• [Reading passage]:
▼

Recent releases of advanced multimodal LLMs such as GPT-4V and Gemini version pro have led to breakthroughs in visual and code generation understanding. This has opened up new possibilities in front-end development, where such multimodal large language models (LLMs) have the potential to translate visual designs into code directly, streamlining the front-end engineering process.
So can we take a screenshot of the website design and give this image to LLMs to obtain the full code implementation that can render into the desired web page in a fully end-to-end manner ?
That’s what researchers tried to answer with Design2Code task, which provides the first systematic study on this visual design to code implementation task. Researcher introduce Design2Code benchmark, a curated list of 484 real-world webpages as benchmark test cases and develop a set of automatic evaluation metrics to assess how well current multimodal LLMs can generate the code implementations that directly render into the given reference webpages, given the screenshots as input. Further, a suite of multimodal prompting methods such as Direct Prompting, Text-Augmented Prompting and Self-Revision Prompting were also developed, which show their effectiveness on GPT-4V and Gemini Vision Pro.

▲

• [Tasks and exercises]:
• a. Set down the Design2Code passage word for word, between "That’s what researchers" and "Gemini Vision Pro.", inclusive.
• b. Resume the Design2Code passage, picking up right after its final sentence.

• [Information supplied]:
▼

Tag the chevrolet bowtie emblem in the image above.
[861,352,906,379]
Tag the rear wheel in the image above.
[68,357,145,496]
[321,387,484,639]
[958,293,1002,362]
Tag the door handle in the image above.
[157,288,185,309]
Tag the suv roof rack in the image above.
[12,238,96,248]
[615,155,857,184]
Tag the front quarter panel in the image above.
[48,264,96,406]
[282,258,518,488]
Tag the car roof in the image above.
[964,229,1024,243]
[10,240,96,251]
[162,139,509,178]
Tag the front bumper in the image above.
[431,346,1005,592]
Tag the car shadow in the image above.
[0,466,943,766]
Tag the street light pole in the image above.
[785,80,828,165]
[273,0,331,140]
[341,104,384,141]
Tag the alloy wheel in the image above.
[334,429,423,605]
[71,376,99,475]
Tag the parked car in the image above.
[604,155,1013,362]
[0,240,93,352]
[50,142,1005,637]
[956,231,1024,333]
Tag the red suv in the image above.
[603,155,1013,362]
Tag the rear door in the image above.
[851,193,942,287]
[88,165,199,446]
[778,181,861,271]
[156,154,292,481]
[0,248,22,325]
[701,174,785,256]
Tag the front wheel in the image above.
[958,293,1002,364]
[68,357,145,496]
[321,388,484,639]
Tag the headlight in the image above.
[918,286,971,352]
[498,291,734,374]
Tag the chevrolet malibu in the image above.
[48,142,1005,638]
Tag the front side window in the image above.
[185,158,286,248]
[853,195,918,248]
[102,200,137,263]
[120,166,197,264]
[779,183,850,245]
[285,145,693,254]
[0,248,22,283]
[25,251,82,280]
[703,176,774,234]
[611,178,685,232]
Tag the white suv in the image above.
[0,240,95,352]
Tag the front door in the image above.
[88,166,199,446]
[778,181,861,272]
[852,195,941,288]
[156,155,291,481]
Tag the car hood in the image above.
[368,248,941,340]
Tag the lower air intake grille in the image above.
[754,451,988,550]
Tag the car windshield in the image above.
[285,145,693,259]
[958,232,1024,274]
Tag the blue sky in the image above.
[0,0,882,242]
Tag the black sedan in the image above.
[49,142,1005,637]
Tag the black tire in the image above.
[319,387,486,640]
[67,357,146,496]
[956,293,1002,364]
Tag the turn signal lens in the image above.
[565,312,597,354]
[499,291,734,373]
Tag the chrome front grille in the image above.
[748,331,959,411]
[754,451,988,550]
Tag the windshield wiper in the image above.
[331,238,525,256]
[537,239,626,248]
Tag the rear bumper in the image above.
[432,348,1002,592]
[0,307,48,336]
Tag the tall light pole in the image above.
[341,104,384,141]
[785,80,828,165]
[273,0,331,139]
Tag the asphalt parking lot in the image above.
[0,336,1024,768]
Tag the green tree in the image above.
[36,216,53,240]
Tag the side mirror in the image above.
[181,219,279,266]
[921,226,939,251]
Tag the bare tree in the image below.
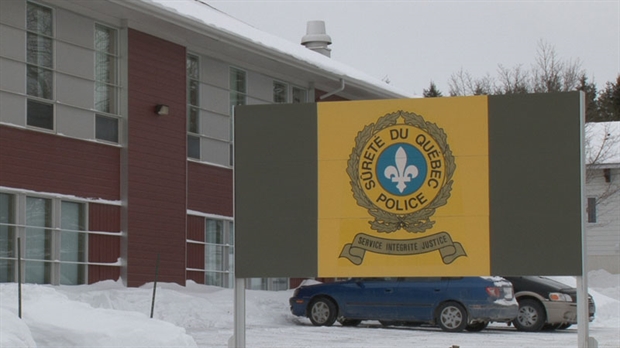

▲

• [Answer list]:
• a.
That’s what researchers tried to answer with Design2Code task, which provides the first systematic study on this visual design to code implementation task. Researcher introduce Design2Code benchmark, a curated list of 484 real-world webpages as benchmark test cases and develop a set of automatic evaluation metrics to assess how well current multimodal LLMs can generate the code implementations that directly render into the given reference webpages, given the screenshots as input. Further, a suite of multimodal prompting methods such as Direct Prompting, Text-Augmented Prompting and Self-Revision Prompting were also developed, which show their effectiveness on GPT-4V and Gemini Vision Pro.

• b.
Finally, researchers finetune an open-source Design2Code-18B model, with CogAgent-18B as base model, that successfully matches the performance of Gemini Pro Vision. Both human evaluation and automatic metrics show that GPT-4V is the clear winner on this task, where annotators think GPT-4V generated webpages can replace the original reference webpages in 49% cases in terms of visual appearance and content; and perhaps surprisingly, in 64% cases GPT-4V generated webpages are considered better than even the original reference webpages. fine-grained break-down metrics indicate that open-source models mostly lag in recalling visual elements from the input webpages and in generating correct layout designs, while aspects like text content and coloring can be drastically improved with proper finetuning.